* **Directive**:
Copy the material below word for word, but leave out the pictures.

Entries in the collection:
## Start

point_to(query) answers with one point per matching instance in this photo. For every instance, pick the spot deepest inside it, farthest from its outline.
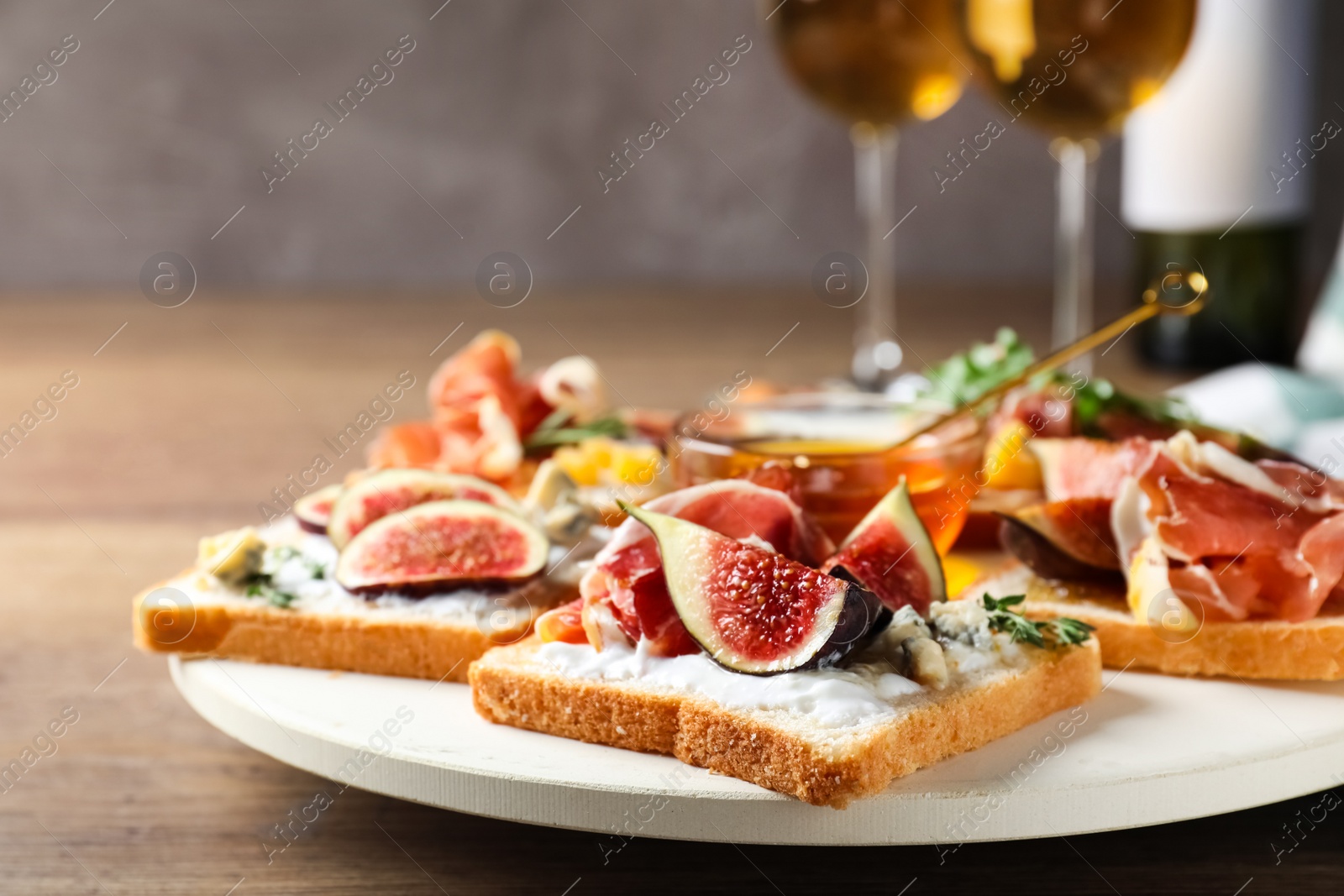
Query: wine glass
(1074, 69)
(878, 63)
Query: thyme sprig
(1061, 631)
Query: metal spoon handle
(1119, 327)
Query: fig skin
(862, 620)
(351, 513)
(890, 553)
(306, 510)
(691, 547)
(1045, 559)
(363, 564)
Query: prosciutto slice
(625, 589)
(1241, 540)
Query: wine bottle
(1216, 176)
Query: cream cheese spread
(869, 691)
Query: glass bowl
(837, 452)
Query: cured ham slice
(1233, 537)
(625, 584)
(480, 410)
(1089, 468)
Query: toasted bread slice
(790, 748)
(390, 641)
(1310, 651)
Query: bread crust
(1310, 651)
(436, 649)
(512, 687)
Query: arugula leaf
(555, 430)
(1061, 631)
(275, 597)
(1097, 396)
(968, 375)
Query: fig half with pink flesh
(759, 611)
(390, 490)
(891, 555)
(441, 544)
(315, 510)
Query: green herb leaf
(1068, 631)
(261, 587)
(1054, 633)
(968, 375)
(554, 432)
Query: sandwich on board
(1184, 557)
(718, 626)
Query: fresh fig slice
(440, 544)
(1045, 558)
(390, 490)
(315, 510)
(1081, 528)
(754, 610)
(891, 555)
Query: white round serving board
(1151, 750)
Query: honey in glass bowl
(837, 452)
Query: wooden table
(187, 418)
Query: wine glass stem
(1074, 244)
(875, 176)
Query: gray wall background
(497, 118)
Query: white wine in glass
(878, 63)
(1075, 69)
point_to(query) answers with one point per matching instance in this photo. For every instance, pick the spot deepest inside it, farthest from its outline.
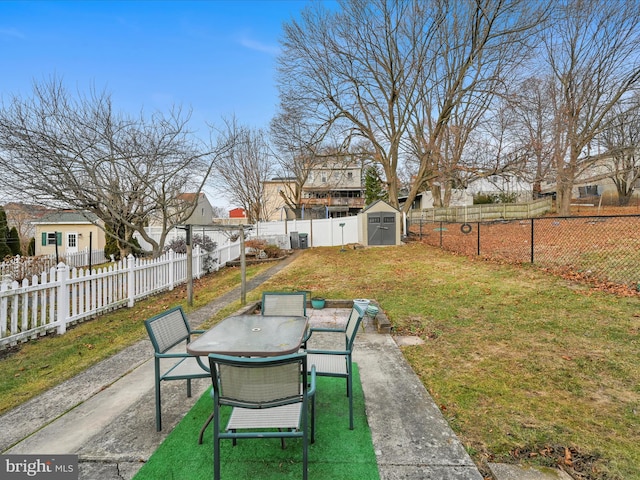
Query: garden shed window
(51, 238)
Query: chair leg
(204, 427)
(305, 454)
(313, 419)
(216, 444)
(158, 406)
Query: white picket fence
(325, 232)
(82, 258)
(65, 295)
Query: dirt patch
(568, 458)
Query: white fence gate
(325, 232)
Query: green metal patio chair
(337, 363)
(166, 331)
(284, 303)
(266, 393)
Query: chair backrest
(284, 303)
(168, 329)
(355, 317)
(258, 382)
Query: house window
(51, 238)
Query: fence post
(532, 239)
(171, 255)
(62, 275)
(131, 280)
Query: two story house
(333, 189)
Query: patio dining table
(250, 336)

## End

* **Solved exercise**:
point_to(query) answers with one point per matching instance in this photo. For every instance, pick the spot deepest inside it, farthest from its outline.
Query: wine glass
(1074, 69)
(878, 63)
Query: thyme sprig
(1061, 631)
Query: metal spoon handle
(1119, 327)
Query: fig skin
(862, 620)
(351, 513)
(890, 553)
(306, 510)
(691, 547)
(1045, 559)
(363, 564)
Query: prosciutto slice
(625, 589)
(1241, 540)
Query: wine bottle
(1216, 176)
Query: cream cheese spread
(869, 691)
Query: glass bowl
(837, 452)
Query: cured ham slice
(1233, 537)
(625, 584)
(480, 410)
(1089, 468)
Query: toasted bread slice
(790, 748)
(390, 641)
(1310, 651)
Query: bread crust
(1310, 651)
(436, 649)
(512, 687)
Query: arugula leaf
(555, 430)
(1061, 631)
(275, 597)
(1097, 396)
(968, 375)
Query: fig half with pink flesh
(759, 611)
(390, 490)
(891, 555)
(441, 544)
(315, 510)
Query: green herb leaf
(1068, 631)
(261, 587)
(1054, 633)
(968, 375)
(554, 432)
Query: sandwich on board
(1184, 557)
(718, 626)
Query: fresh fig slice
(440, 544)
(1045, 558)
(390, 490)
(315, 510)
(1081, 528)
(754, 610)
(891, 555)
Query: white round serving board
(1151, 750)
Query: honey in glass bowl
(837, 452)
Query: wooden table
(187, 418)
Query: wine glass stem
(1074, 244)
(875, 176)
Query: gray wall background
(497, 118)
Query: white wine in glass
(878, 63)
(1075, 69)
point_to(query) answers with one point per matching instance in this photo. For every instance, pick the spot deepest inside it, farthest from its outline.
Query: garden shed window
(51, 238)
Query: chair leg
(204, 427)
(305, 454)
(313, 419)
(216, 444)
(158, 406)
Query: white picket fence
(325, 232)
(82, 258)
(65, 295)
Query: dirt patch
(568, 458)
Query: white fence gate
(325, 232)
Query: green metal patio chair
(337, 363)
(166, 331)
(284, 303)
(266, 393)
Query: chair backrest
(284, 303)
(168, 329)
(355, 317)
(258, 382)
Query: house window
(51, 238)
Query: fence post
(532, 239)
(171, 255)
(62, 275)
(131, 280)
Query: two story house
(333, 189)
Query: patio dining table
(250, 336)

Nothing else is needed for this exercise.